Required work
Restate the following entries exactly, including every line.

Data supplied
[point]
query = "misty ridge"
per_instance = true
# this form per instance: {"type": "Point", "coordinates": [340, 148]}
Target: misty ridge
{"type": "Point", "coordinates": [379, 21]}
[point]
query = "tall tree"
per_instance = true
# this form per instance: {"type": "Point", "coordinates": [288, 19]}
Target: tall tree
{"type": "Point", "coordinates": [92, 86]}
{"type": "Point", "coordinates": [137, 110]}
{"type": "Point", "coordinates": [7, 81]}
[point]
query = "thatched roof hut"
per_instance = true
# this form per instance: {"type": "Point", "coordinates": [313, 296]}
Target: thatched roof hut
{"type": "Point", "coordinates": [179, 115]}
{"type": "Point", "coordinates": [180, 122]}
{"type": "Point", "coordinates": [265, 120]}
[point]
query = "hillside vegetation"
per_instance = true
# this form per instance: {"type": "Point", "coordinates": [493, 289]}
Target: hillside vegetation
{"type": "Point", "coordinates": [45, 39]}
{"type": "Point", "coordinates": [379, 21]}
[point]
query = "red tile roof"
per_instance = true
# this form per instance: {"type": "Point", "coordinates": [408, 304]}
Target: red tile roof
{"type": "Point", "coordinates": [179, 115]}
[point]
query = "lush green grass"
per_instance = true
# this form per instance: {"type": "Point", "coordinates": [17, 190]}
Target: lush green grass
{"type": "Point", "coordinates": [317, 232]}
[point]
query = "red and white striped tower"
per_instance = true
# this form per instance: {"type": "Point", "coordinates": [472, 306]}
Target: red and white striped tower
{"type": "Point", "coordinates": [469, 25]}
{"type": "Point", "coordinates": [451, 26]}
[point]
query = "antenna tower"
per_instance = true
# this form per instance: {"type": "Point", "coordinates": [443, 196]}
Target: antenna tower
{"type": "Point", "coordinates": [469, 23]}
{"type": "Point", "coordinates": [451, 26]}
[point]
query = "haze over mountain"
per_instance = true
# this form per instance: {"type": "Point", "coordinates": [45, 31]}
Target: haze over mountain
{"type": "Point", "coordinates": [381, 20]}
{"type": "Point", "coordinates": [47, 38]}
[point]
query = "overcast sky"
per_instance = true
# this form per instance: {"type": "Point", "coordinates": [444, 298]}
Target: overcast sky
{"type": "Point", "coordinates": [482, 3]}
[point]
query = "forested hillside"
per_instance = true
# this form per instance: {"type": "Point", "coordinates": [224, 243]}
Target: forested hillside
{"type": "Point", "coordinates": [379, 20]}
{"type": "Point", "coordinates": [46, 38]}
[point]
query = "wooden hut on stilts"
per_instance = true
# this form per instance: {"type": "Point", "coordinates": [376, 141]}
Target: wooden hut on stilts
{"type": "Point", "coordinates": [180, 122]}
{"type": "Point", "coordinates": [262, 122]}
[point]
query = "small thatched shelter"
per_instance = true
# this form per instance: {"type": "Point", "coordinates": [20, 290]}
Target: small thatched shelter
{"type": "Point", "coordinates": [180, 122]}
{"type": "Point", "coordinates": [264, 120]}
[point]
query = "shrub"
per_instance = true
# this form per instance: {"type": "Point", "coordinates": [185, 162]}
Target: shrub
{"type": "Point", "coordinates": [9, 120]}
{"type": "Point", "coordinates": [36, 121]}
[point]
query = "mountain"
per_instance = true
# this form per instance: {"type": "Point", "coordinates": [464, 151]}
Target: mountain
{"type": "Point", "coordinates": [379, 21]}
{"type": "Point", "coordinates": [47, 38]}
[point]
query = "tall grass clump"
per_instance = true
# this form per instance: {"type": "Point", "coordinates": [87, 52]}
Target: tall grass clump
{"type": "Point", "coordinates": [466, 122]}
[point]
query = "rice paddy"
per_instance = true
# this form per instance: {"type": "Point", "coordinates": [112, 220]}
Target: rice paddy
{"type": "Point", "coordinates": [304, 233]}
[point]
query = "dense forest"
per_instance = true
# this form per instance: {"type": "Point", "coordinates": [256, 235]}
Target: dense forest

Written answer
[point]
query = "misty ridge"
per_instance = true
# this form per instance: {"type": "Point", "coordinates": [340, 148]}
Target: misty ridge
{"type": "Point", "coordinates": [379, 21]}
[point]
query = "tall tree"
per_instance = true
# this form per instance: {"type": "Point", "coordinates": [288, 19]}
Target: tall tree
{"type": "Point", "coordinates": [92, 86]}
{"type": "Point", "coordinates": [137, 110]}
{"type": "Point", "coordinates": [7, 81]}
[point]
query = "thatched roof hut"
per_instance = true
# this form per instance: {"type": "Point", "coordinates": [313, 296]}
Target: thatched roof hut
{"type": "Point", "coordinates": [179, 115]}
{"type": "Point", "coordinates": [180, 122]}
{"type": "Point", "coordinates": [265, 120]}
[point]
query = "hillside vegetation"
per_instance = true
# this form per instance: {"type": "Point", "coordinates": [493, 289]}
Target: hillside vegetation
{"type": "Point", "coordinates": [45, 39]}
{"type": "Point", "coordinates": [379, 21]}
[point]
query = "red tile roof"
per_instance = true
# this form per instance: {"type": "Point", "coordinates": [408, 304]}
Target: red tile roof
{"type": "Point", "coordinates": [179, 115]}
[point]
query = "lush green grass"
per_instance = true
# this form per instance: {"type": "Point", "coordinates": [17, 190]}
Target: lush green grass
{"type": "Point", "coordinates": [317, 232]}
[point]
query = "red and white striped tower"
per_instance = true
# this form per instance: {"type": "Point", "coordinates": [472, 306]}
Target: red and white striped tower
{"type": "Point", "coordinates": [469, 25]}
{"type": "Point", "coordinates": [451, 26]}
[point]
query = "antenna tower"
per_instance = true
# this form per instance: {"type": "Point", "coordinates": [443, 196]}
Target: antenna tower
{"type": "Point", "coordinates": [469, 23]}
{"type": "Point", "coordinates": [451, 26]}
[point]
query = "haze over mountain"
per_instance = true
# this form per instance: {"type": "Point", "coordinates": [45, 31]}
Target: haze over mountain
{"type": "Point", "coordinates": [381, 20]}
{"type": "Point", "coordinates": [47, 38]}
[point]
query = "overcast sky"
per_instance = true
# this form per instance: {"type": "Point", "coordinates": [444, 298]}
Target: overcast sky
{"type": "Point", "coordinates": [482, 3]}
[point]
query = "forested hillside"
per_instance = true
# this form per instance: {"type": "Point", "coordinates": [224, 243]}
Target: forested hillside
{"type": "Point", "coordinates": [379, 20]}
{"type": "Point", "coordinates": [46, 38]}
[point]
query = "wooden hut on stilts"
per_instance = true
# this form per instance: {"type": "Point", "coordinates": [376, 141]}
Target: wooden hut on stilts
{"type": "Point", "coordinates": [180, 122]}
{"type": "Point", "coordinates": [262, 122]}
[point]
query = "small thatched shelter"
per_instance = true
# this form per instance: {"type": "Point", "coordinates": [20, 290]}
Target: small thatched shelter
{"type": "Point", "coordinates": [180, 122]}
{"type": "Point", "coordinates": [264, 120]}
[point]
query = "shrub"
per_instance = true
# this form per instance: {"type": "Point", "coordinates": [185, 162]}
Target: shrub
{"type": "Point", "coordinates": [9, 120]}
{"type": "Point", "coordinates": [36, 121]}
[point]
query = "mountain"
per_instance = true
# this form per instance: {"type": "Point", "coordinates": [464, 151]}
Target: mountain
{"type": "Point", "coordinates": [379, 21]}
{"type": "Point", "coordinates": [47, 38]}
[point]
query = "tall grass clump"
per_instance = true
# this form per instance: {"type": "Point", "coordinates": [87, 52]}
Target: tall grass clump
{"type": "Point", "coordinates": [466, 122]}
[point]
query = "rice paddy"
per_instance = true
# this form per instance: {"type": "Point", "coordinates": [112, 220]}
Target: rice paddy
{"type": "Point", "coordinates": [304, 233]}
[point]
query = "dense forest"
per_instance = true
# this form per instance: {"type": "Point", "coordinates": [256, 235]}
Target: dense forest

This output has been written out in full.